What is needed: Look through the entries below and show every line containing the word "distant".
*** Opening Working data ***
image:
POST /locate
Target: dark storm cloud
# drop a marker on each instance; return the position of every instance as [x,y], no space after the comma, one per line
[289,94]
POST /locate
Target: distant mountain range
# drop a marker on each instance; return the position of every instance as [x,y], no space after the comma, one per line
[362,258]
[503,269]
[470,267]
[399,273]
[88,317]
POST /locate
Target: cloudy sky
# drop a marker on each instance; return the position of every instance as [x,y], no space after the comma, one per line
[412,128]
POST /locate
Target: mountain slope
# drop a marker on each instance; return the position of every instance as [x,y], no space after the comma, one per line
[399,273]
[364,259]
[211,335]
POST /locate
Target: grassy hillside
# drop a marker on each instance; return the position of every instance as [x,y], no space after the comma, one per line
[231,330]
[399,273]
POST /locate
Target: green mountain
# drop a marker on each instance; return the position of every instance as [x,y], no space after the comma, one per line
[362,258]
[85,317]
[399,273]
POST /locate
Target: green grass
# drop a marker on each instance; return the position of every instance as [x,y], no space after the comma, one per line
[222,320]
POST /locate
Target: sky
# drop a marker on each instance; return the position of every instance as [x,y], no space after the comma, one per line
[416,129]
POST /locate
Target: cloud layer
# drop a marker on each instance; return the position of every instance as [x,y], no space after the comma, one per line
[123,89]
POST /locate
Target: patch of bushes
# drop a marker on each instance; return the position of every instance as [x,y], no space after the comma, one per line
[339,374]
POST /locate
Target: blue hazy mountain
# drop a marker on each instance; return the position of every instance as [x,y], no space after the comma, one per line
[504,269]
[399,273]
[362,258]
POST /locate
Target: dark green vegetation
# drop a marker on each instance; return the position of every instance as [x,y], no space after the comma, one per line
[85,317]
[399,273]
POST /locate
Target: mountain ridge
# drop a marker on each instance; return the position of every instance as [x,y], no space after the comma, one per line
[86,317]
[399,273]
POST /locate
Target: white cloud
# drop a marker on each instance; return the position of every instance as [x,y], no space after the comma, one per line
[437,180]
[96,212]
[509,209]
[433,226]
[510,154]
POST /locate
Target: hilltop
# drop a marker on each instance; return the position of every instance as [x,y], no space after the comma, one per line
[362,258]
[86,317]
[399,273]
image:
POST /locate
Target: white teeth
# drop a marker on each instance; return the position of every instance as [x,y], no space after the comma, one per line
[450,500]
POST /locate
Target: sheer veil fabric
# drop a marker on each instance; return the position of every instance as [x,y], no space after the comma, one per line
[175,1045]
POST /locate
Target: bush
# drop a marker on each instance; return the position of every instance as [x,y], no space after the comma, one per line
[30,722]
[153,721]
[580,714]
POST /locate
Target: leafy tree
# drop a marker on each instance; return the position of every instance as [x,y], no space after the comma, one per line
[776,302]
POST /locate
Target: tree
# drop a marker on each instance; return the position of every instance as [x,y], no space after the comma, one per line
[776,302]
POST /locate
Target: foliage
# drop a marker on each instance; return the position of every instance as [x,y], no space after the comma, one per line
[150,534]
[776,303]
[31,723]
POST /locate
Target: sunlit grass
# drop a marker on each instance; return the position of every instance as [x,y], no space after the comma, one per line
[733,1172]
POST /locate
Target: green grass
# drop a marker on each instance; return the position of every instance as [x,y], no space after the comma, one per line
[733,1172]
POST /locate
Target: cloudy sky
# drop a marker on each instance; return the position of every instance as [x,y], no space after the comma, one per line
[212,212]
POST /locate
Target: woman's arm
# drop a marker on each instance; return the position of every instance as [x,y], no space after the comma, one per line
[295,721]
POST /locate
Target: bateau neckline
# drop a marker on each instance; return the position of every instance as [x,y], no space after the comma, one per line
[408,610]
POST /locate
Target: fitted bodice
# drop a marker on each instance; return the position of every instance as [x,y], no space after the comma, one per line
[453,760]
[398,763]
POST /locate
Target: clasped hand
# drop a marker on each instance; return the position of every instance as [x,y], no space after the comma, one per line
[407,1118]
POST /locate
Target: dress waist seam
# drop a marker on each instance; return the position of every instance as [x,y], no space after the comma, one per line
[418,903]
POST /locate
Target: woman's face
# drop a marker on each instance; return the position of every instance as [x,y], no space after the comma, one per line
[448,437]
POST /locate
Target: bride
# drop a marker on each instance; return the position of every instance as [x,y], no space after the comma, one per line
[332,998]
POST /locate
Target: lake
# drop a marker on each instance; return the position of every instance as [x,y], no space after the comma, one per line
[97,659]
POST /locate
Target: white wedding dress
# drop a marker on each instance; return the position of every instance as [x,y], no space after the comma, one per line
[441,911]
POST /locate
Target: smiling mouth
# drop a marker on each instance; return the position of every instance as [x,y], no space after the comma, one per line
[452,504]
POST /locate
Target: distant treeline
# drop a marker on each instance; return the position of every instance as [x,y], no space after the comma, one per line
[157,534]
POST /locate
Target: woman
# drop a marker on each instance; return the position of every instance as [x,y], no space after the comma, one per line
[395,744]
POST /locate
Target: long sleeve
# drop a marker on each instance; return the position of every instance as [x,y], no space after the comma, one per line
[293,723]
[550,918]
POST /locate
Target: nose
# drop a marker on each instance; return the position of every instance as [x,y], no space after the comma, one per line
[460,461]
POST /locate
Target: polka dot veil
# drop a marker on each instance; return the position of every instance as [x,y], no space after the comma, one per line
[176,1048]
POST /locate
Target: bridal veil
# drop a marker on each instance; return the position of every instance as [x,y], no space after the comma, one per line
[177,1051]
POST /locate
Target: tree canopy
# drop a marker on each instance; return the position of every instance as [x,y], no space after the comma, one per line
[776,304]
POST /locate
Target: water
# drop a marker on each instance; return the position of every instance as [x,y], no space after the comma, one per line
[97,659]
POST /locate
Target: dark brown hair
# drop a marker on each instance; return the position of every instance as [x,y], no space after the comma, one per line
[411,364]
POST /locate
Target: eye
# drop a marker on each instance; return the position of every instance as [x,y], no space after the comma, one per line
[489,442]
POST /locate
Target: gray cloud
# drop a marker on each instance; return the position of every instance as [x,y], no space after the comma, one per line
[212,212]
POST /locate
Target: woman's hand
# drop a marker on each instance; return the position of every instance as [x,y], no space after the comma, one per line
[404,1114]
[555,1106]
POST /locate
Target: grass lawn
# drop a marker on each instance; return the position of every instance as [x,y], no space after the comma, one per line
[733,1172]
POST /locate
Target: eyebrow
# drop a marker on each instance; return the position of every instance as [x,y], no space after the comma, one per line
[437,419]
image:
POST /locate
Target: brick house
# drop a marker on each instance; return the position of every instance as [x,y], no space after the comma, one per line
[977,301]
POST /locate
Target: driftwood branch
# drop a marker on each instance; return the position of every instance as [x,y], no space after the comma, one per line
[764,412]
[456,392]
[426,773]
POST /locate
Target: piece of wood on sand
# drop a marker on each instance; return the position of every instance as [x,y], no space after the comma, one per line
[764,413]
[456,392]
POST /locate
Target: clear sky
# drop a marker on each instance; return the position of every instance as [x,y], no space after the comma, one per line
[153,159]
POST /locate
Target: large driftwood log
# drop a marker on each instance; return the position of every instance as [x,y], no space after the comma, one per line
*** Closing Working data ***
The answer:
Target: distant mountain range
Target: distant treeline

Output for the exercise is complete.